◆ OBJECTIVE: Reproduce only the part of the listing that opens with the line containing "of the floor" and continues through the end of the listing, including both ends and every line. Offset each coordinate in the answers by 22.

___ SUPPLIED MATERIAL

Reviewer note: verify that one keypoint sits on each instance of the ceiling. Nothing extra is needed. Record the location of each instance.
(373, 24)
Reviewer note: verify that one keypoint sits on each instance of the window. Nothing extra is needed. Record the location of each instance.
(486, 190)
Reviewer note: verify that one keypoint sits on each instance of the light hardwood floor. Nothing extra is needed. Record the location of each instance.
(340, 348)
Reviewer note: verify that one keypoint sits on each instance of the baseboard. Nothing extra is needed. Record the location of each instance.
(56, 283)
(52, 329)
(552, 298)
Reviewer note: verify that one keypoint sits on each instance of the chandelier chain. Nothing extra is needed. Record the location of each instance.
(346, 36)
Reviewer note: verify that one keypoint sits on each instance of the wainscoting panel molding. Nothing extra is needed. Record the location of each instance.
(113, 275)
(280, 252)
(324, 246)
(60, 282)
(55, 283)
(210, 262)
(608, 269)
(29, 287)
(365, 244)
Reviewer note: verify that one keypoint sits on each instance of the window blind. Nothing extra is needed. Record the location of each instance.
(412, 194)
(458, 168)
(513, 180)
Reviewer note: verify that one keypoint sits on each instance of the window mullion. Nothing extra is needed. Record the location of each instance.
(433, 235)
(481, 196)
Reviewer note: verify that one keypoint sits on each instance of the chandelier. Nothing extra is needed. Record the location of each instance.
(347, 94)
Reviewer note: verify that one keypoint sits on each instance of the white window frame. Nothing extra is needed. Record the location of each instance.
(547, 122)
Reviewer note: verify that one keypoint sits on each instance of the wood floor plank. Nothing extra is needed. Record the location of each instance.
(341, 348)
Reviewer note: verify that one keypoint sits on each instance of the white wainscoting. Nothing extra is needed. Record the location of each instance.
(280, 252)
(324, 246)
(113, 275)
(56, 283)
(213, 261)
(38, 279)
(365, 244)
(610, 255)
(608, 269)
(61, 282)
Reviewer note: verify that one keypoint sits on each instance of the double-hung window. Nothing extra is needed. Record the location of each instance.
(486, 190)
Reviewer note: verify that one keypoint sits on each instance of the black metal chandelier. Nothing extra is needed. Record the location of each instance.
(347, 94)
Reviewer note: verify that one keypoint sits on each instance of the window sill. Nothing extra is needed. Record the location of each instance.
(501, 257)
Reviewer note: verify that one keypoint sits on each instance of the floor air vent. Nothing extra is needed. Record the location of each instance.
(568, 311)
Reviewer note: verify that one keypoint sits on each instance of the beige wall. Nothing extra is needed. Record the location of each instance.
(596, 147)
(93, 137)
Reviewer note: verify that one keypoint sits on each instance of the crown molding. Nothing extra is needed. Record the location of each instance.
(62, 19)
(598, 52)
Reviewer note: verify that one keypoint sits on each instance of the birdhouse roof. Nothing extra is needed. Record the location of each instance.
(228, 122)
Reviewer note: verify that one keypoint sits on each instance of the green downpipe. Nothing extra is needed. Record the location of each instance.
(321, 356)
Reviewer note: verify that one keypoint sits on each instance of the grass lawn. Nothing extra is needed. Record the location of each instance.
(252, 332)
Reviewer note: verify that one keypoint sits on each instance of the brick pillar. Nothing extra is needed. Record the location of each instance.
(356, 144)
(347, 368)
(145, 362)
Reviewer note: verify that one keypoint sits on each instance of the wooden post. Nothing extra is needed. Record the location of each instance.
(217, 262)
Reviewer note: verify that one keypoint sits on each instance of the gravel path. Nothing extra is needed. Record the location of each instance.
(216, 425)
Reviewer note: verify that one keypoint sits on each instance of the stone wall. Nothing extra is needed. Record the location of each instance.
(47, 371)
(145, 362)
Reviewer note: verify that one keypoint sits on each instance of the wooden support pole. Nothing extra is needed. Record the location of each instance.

______

◆ TASK ANSWER:
Reviewer note: verify that one keypoint sits on each instance of the floor air vent. Nothing extra is needed. Record the location of each instance.
(590, 333)
Reviewer note: verify that one keypoint sits on each instance of the beige wall. Nothing extra is needed. Record the location of each instance.
(618, 169)
(115, 159)
Reviewer note: verify that one keypoint sits on each instance of the crown molding. Nothing extra is needed. Record the location of each instance.
(84, 41)
(620, 74)
Reviewer note: verify that one keypoint sits on each instance of the birdhouse roof. Nothing extra is needed. Record the location of each instance.
(250, 144)
Reviewer note: verify that one keypoint sits on each instance of the green downpipe. Nothing extra is needed. Record the location of each instance.
(343, 378)
Reviewer note: verify that one keypoint sits on each instance of the grass lawn. Nothing extra is needed. Record the location of each instance.
(274, 354)
Reviewer note: verify that one keypoint sits on each instance of the brick pillar. Nothing extra is needed. Record the location of each instance.
(378, 166)
(369, 390)
(167, 384)
Reviewer note: verify that one keypoint sits on each instance of the wooden post. Nothing extra is needed. Record the location of each instance.
(239, 284)
Reviewer note: verify that one keypoint sits on each instance of the gravel path. Nothing extra is needed. Record the location of each instance.
(238, 447)
Reviewer note: verify that one keypoint sits on each instance of the stone wall. Nothing extra is needed. Record the location of each instance.
(69, 393)
(167, 384)
Reviewer note: verify that one keypoint sits on each instance of the wooden support pole. Nothing extra is needed. Record the location of each instance.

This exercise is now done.